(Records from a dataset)
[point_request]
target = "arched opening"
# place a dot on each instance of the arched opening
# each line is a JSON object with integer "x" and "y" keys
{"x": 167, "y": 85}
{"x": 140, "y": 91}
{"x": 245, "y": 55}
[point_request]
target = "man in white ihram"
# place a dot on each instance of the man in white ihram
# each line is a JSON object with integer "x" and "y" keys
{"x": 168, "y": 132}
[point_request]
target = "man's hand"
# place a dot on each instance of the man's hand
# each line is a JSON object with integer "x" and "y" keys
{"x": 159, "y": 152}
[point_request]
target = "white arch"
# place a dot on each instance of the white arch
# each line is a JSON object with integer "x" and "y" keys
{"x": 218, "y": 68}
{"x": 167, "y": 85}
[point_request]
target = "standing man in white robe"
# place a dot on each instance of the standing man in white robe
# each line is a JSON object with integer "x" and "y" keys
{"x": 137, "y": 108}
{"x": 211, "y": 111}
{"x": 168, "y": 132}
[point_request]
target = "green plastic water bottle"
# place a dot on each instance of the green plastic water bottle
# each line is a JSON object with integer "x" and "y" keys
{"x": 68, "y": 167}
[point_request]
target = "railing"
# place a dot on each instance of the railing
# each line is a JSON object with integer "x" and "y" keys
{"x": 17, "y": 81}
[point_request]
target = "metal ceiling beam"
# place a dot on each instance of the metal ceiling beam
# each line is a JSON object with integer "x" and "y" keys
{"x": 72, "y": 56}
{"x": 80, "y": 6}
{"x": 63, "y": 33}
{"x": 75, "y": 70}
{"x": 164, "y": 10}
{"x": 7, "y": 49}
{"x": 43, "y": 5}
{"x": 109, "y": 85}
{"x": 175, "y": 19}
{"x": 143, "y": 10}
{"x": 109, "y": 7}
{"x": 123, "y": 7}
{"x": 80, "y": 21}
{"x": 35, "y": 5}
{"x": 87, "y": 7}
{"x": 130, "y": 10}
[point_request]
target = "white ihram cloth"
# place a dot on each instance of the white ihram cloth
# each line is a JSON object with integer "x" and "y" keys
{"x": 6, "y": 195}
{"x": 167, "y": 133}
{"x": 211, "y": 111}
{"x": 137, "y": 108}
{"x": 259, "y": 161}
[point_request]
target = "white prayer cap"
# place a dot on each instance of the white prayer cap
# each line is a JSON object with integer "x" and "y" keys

• [PROBLEM DETAILS]: Which lines of the records above contain the word "hand"? Report each one in full.

• [EXERCISE RESPONSE]:
target = "man's hand"
# place a dot on each instance of the man's hand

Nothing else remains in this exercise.